Write out, exactly as they appear, only the lines running from the line with "Please identify the pocket" to the final line of the listing; include both.

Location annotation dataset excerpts

START

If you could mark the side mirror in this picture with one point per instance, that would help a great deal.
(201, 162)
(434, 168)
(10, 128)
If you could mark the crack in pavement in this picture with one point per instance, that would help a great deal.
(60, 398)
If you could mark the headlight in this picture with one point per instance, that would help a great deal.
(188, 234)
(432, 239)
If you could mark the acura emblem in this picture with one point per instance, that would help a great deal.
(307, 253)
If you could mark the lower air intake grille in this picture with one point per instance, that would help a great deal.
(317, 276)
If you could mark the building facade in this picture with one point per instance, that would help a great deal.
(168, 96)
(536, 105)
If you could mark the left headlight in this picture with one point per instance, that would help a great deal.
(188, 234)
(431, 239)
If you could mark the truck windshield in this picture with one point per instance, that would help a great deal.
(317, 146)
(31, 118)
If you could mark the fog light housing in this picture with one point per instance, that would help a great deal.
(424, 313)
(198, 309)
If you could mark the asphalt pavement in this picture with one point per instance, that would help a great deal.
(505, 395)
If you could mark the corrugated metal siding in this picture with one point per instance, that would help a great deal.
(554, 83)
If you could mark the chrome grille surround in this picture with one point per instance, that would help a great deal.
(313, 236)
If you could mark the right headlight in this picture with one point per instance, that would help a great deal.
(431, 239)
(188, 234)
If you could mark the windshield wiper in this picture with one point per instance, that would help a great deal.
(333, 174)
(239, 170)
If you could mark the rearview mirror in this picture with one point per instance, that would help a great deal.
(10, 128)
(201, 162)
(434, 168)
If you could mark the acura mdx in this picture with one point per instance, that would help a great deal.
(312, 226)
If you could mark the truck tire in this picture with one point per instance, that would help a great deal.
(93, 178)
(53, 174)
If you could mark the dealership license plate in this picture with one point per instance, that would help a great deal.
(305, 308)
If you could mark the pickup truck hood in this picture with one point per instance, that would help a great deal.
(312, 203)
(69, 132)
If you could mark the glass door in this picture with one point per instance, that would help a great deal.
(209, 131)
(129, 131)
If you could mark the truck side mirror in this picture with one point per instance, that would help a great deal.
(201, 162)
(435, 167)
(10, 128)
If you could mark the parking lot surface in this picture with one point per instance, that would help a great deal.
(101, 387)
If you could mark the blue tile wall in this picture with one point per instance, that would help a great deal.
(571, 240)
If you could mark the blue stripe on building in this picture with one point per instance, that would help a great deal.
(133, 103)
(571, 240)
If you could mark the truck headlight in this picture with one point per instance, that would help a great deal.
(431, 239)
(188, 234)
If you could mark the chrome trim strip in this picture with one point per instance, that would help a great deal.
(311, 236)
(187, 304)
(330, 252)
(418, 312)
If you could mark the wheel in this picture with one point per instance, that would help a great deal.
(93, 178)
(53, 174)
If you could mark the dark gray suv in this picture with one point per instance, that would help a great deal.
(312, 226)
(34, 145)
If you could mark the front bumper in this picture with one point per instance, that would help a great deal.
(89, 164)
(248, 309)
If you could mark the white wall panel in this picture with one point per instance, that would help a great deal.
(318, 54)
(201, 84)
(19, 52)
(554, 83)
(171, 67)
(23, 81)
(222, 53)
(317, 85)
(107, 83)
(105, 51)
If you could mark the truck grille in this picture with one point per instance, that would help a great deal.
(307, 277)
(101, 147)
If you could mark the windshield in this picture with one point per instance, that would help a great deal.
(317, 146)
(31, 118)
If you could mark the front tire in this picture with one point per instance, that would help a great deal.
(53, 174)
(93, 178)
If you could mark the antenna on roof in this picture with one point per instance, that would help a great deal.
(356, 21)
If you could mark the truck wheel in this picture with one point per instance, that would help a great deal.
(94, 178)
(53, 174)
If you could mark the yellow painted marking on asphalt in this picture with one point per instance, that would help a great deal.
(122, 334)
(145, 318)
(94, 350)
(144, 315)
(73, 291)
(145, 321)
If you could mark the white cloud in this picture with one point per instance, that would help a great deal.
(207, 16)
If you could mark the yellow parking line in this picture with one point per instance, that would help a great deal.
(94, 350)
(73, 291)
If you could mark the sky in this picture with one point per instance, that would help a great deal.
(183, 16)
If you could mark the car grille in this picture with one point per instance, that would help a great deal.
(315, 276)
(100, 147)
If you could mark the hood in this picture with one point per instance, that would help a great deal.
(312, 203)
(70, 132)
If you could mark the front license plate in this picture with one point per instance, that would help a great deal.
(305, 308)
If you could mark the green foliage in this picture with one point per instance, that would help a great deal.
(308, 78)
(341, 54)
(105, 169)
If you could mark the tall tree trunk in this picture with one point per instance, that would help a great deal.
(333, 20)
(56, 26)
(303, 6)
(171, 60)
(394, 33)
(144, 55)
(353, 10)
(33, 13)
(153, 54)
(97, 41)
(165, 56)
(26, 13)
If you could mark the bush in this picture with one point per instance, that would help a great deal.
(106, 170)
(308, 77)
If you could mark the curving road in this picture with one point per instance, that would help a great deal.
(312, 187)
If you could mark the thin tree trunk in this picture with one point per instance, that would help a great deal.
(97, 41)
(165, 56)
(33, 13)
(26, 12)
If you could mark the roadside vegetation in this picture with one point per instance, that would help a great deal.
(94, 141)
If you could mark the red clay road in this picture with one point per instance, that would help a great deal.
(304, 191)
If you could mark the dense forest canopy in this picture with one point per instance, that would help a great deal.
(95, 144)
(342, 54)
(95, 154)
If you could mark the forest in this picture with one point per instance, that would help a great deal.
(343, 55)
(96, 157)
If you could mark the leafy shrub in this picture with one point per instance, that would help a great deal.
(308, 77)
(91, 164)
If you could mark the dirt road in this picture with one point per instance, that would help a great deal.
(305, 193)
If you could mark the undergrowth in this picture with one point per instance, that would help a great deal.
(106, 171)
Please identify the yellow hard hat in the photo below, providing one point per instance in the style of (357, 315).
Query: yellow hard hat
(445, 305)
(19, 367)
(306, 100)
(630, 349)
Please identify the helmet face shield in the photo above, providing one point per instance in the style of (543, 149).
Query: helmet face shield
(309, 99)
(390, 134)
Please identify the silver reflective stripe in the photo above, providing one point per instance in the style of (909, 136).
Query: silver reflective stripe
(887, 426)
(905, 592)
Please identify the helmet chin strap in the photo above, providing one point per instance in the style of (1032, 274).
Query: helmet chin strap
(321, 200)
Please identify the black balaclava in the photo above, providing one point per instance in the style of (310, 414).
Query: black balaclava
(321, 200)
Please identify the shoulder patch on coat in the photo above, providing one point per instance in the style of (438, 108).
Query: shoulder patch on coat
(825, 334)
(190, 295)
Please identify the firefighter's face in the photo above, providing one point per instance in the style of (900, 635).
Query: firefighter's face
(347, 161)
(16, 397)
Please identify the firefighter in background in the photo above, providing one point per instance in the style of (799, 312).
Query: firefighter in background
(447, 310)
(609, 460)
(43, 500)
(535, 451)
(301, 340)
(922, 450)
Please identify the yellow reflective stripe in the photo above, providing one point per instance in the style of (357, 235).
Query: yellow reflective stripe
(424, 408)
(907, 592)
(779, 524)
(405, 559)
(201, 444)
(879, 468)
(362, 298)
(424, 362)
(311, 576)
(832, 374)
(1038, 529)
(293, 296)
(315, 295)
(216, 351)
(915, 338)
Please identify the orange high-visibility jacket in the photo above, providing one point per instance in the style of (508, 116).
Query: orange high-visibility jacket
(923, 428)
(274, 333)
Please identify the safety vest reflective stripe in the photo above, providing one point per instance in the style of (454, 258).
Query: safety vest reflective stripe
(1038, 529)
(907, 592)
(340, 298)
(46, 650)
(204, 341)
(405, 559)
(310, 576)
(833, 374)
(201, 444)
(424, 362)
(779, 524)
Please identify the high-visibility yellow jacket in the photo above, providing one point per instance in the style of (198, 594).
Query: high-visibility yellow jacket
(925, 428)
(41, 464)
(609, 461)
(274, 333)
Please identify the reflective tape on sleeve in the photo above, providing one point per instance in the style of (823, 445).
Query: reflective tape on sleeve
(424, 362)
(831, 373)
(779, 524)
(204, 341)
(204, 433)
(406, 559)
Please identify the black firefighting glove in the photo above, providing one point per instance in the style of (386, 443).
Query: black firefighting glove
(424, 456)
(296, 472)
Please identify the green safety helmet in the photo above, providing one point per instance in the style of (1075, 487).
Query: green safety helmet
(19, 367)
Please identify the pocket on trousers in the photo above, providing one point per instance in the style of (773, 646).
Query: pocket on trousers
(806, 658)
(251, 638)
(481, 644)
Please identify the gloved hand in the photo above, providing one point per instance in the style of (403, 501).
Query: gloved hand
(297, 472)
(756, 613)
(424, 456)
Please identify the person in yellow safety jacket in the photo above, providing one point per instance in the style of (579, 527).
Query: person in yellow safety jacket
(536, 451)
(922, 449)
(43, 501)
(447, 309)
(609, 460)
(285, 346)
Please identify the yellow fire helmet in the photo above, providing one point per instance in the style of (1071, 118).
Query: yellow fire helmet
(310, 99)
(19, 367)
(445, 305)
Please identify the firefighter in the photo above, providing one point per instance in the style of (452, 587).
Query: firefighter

END

• [Written solution]:
Please identify the pocket on trousers in the photo above, providing one point per instance in the style of (773, 646).
Query: pocket on trousers
(806, 658)
(251, 638)
(481, 644)
Please identify the gloved hand in the photo above, providing one point per instance in the style of (403, 501).
Query: gloved hand
(297, 472)
(756, 613)
(424, 456)
Please identify the person in yellow safety jacket in the photo above, providing one point per instance in the style of (579, 527).
Query: person in yellow safety jacket
(536, 451)
(922, 449)
(43, 501)
(447, 309)
(609, 460)
(285, 346)
Please identify the yellow fire helmet in the photo above, providing one point per instance in the style of (1071, 118).
Query: yellow fire helmet
(310, 99)
(19, 367)
(445, 305)
Please identify the firefighter in the photo above, providing one point per instance in the style of (452, 587).
Query: firefighter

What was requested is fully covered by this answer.